# WHAT THE TASK ASKS
A complete, exact copy of the records below is the required result.

○ ○ ○ ○

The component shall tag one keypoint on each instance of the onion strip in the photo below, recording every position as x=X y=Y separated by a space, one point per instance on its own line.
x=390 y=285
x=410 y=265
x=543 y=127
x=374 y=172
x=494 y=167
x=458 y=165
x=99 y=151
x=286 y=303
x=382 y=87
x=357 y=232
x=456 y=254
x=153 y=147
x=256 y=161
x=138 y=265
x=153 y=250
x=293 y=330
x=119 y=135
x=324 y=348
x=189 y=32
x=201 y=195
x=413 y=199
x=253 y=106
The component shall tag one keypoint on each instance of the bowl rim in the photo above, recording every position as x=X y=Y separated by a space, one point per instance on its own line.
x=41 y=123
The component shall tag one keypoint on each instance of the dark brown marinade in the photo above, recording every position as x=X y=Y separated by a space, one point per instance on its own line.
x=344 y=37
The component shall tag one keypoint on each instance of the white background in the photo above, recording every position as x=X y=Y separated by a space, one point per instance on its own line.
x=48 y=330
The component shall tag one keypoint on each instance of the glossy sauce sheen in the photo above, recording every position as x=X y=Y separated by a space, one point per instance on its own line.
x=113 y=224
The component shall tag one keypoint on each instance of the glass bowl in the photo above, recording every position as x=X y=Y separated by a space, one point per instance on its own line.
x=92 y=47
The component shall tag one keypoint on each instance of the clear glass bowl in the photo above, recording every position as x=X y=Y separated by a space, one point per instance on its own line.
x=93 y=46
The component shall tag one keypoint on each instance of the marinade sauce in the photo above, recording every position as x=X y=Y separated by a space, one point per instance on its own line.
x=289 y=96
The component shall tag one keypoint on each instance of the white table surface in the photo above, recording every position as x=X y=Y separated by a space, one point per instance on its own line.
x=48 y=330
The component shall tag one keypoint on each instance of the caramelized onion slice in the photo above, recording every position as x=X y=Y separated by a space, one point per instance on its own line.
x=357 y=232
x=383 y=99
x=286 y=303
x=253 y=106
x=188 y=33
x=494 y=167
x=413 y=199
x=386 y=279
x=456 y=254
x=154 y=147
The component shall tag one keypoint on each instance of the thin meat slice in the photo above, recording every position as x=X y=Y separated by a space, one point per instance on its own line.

○ ○ ○ ○

# RESPONSE
The component shall tag one keypoint on each instance of the onion strip in the photo below, recording every position as x=X y=Y separated by a space, one point per instance on its own line.
x=390 y=285
x=410 y=265
x=543 y=127
x=374 y=172
x=494 y=167
x=458 y=165
x=99 y=151
x=286 y=303
x=382 y=87
x=357 y=232
x=456 y=254
x=153 y=147
x=256 y=161
x=138 y=265
x=153 y=250
x=293 y=330
x=119 y=135
x=324 y=348
x=189 y=32
x=201 y=195
x=413 y=199
x=253 y=106
The component shall tag one keypoint on each instance of the bowl rim in the photo above, recording every position as x=X y=Y separated by a space, one point per instance on its own line.
x=41 y=123
The component shall tag one keypoint on each instance of the dark brown marinade in the photo above, recording every position as x=X y=Y separated by a space, one point per instance on its own line.
x=344 y=37
The component shall tag one keypoint on each instance of the white background in the photo above, recording every position as x=X y=Y separated by a space, one point per instance on its own line.
x=48 y=330
The component shall tag one keypoint on each instance of the glossy sauce sheen in the photo above, recording every position as x=X y=Y separated by a space, one point per instance on its own line.
x=113 y=224
The component shall tag one keypoint on each instance of the glass bowl in the photo above, recording every position as x=X y=Y separated by a space, one point per instance on its own line.
x=92 y=47
The component shall tag one keypoint on each instance of the clear glass bowl in the photo above, recording every position as x=X y=Y separated by a space, one point per instance on its own line.
x=93 y=46
The component shall tag one keypoint on each instance of the marinade sauce in the photo above, recording every position as x=X y=Y separated by a space, one point per instance on its own line.
x=289 y=96
The component shall tag one keypoint on each instance of the white table surface in the photo above, recording every position as x=X y=Y separated by a space, one point per instance on its own line.
x=48 y=330
The component shall tag one keypoint on each instance of the caramelized onion slice in the photo above, recording every position as x=X y=Y separated by a space, one point per instance on its own line.
x=357 y=232
x=383 y=99
x=286 y=303
x=253 y=106
x=188 y=33
x=494 y=167
x=413 y=199
x=386 y=279
x=456 y=254
x=154 y=147
The component shall tag one keypoint on each instance of the thin meat slice in the photo above, recording every position as x=X y=Y separated by a space, one point per instance on its own line.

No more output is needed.